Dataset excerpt
/---

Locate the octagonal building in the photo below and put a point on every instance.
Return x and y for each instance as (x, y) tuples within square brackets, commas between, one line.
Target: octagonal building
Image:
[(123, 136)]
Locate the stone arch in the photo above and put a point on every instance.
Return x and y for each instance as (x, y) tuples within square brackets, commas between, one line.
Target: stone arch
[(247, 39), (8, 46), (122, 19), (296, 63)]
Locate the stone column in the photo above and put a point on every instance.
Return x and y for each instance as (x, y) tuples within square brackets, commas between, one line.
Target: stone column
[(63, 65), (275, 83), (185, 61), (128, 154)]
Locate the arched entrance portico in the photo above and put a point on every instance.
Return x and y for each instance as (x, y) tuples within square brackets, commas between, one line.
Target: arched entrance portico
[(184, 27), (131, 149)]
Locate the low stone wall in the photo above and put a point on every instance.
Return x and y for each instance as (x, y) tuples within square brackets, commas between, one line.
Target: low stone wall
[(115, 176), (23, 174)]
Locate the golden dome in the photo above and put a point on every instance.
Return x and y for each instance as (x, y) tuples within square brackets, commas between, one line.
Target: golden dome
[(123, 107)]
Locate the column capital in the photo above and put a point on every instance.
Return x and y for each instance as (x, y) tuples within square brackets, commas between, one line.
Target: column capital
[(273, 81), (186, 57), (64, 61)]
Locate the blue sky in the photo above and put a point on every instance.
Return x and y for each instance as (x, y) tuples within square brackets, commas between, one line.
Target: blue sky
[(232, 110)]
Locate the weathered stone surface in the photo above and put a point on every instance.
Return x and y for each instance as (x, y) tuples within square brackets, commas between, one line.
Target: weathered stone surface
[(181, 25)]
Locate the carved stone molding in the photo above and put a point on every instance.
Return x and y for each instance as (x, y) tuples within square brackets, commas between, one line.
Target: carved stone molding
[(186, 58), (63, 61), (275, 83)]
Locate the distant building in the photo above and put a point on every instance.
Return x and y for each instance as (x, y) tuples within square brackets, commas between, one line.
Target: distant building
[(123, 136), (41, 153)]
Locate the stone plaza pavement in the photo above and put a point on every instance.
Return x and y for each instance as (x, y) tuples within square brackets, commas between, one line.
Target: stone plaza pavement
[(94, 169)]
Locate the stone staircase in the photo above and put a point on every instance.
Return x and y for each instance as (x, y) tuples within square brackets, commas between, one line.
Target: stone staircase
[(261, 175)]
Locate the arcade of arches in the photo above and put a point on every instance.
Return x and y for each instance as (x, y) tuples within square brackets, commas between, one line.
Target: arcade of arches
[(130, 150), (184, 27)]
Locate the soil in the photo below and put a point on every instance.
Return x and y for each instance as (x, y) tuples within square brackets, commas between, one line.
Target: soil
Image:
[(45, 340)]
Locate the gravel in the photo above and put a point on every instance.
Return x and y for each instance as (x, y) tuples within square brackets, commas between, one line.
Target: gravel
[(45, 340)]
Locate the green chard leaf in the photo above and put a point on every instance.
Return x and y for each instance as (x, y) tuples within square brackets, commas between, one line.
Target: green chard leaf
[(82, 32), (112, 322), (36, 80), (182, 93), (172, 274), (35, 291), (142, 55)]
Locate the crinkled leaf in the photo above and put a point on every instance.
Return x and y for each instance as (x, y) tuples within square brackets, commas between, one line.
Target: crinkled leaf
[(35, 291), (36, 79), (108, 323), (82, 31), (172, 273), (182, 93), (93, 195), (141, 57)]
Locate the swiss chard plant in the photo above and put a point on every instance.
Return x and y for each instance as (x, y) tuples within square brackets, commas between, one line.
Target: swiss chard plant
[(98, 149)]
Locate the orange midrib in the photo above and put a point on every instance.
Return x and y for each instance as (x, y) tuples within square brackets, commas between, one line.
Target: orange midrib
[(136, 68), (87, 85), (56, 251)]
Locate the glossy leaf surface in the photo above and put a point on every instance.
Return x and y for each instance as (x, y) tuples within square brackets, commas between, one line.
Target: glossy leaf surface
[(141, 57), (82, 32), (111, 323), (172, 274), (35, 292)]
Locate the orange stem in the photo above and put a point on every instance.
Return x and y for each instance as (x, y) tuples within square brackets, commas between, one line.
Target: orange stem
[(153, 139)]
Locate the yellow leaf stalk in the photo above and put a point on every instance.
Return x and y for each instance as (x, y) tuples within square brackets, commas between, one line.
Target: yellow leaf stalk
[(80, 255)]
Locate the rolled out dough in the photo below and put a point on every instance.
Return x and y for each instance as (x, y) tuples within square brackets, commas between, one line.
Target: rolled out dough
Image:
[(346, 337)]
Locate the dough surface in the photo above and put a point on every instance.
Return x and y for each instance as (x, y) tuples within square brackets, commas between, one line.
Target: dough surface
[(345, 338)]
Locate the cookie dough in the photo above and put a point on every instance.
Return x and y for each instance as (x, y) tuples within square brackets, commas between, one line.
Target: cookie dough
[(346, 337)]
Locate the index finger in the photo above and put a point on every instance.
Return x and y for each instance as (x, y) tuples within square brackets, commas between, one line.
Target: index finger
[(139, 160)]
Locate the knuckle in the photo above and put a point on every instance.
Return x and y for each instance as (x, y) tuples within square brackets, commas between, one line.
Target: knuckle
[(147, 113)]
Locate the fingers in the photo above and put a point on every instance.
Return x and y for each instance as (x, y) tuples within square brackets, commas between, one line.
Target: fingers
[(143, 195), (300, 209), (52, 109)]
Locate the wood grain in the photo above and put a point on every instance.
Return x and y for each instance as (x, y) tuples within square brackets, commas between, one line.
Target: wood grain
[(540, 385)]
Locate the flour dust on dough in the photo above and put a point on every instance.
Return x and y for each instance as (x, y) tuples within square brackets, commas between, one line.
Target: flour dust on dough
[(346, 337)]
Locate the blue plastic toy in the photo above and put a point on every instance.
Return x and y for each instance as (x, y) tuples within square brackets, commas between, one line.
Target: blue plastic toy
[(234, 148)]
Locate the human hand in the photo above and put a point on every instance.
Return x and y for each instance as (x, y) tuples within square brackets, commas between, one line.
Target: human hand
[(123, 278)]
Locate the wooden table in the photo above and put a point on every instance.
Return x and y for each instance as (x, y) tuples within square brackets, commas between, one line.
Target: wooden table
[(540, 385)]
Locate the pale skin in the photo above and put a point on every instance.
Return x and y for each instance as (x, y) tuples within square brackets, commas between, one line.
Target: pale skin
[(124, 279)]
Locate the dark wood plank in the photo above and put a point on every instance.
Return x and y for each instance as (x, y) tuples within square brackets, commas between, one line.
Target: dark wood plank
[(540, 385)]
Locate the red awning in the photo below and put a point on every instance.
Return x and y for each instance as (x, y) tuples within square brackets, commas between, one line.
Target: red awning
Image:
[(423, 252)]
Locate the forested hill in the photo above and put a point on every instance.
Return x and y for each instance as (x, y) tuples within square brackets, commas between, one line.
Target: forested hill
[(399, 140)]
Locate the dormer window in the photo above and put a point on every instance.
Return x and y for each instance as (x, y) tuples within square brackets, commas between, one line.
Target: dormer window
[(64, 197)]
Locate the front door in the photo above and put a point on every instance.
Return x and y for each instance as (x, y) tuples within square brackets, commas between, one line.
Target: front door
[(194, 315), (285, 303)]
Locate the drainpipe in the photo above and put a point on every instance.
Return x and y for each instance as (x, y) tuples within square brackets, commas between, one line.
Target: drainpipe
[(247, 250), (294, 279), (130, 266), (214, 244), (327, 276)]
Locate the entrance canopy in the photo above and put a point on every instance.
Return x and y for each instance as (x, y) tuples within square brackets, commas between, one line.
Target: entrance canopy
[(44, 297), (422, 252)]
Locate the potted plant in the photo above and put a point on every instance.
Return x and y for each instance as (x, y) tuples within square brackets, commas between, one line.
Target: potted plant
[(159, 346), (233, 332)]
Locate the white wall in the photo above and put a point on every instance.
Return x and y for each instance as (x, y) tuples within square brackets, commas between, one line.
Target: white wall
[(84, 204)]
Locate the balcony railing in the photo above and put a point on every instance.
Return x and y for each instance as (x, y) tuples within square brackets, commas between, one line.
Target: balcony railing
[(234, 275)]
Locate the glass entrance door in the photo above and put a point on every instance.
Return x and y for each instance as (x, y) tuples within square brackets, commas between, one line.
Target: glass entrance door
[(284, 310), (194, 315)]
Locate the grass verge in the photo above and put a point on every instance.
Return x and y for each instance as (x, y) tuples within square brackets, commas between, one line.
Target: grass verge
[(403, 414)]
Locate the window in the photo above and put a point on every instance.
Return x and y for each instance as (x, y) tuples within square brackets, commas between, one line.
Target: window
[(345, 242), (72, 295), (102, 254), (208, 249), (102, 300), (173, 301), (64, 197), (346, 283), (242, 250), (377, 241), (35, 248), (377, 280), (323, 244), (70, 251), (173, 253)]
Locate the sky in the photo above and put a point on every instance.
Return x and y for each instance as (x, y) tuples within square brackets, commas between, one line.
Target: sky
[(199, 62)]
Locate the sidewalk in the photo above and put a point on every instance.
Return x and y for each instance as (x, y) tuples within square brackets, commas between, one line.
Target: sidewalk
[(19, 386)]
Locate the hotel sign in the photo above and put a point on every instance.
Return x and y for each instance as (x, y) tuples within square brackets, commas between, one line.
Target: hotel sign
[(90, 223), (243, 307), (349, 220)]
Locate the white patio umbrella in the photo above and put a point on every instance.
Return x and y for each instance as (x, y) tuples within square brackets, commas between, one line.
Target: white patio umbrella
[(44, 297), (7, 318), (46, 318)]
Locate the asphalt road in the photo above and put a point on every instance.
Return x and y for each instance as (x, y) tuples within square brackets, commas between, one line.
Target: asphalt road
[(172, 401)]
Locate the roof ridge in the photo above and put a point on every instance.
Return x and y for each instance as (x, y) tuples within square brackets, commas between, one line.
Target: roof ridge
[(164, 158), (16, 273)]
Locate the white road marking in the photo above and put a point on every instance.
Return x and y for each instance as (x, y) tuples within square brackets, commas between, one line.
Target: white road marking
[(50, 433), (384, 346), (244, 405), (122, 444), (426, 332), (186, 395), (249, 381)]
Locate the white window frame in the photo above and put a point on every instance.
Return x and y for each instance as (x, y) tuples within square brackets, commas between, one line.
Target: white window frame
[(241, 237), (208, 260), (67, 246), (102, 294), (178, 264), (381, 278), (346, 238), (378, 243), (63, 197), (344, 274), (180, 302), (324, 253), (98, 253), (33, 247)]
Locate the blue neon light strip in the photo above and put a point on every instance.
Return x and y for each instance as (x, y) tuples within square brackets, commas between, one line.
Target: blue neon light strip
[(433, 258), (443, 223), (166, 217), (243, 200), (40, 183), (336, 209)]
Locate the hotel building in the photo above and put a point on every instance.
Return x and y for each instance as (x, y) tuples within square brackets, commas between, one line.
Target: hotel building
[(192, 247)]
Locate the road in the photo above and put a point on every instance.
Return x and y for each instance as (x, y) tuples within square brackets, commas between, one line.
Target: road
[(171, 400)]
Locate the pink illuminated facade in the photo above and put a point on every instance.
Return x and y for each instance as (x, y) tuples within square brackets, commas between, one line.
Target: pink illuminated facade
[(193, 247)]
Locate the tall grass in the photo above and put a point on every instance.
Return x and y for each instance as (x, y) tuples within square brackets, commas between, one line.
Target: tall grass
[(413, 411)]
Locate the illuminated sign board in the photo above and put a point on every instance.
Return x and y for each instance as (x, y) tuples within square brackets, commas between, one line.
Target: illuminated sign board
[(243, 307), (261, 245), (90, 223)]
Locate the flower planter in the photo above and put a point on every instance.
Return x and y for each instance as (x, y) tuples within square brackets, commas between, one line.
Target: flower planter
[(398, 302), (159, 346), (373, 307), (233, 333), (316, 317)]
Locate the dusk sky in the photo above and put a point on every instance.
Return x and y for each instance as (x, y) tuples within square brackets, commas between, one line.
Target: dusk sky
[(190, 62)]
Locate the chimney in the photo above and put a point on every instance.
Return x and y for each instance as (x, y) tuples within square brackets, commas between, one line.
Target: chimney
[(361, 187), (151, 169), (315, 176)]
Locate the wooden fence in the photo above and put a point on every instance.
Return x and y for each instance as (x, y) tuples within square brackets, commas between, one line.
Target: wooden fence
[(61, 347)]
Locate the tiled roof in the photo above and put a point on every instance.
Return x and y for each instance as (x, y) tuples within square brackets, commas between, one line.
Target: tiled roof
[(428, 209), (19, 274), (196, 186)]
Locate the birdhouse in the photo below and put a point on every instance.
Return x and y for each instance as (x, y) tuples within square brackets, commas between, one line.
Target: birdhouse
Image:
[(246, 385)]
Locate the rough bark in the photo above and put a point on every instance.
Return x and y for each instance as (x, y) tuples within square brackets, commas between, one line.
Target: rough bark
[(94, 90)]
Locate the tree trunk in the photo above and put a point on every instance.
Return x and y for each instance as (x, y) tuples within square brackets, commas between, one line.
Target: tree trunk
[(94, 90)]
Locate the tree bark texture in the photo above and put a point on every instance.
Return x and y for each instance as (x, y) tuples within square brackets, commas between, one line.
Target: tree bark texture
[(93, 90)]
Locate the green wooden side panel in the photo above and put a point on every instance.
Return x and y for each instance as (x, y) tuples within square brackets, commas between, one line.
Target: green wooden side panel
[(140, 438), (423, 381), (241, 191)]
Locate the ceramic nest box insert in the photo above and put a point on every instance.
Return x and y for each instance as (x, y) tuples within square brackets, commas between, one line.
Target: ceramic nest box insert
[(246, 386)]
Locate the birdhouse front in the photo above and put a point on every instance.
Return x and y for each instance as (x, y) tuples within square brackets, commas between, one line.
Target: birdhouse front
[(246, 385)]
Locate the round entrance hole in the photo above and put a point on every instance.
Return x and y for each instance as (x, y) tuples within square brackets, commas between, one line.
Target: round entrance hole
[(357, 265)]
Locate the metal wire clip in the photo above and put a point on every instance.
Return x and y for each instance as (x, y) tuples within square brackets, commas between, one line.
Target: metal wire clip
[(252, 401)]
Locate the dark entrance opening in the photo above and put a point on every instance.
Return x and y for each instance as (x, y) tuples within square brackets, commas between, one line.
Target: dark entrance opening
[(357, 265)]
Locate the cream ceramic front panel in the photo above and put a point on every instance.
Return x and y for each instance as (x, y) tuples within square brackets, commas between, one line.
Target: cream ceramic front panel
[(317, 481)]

\---

● **What you will do**
Copy out, word for word, the lines of the material above from its very first line through the line containing "[(123, 136)]", including both of those lines.

● **Final result**
Locate the octagonal building in the photo below and put a point on every instance.
Return x and y for each instance as (x, y) tuples within square brackets, commas between, one line.
Target: octagonal building
Image:
[(123, 136)]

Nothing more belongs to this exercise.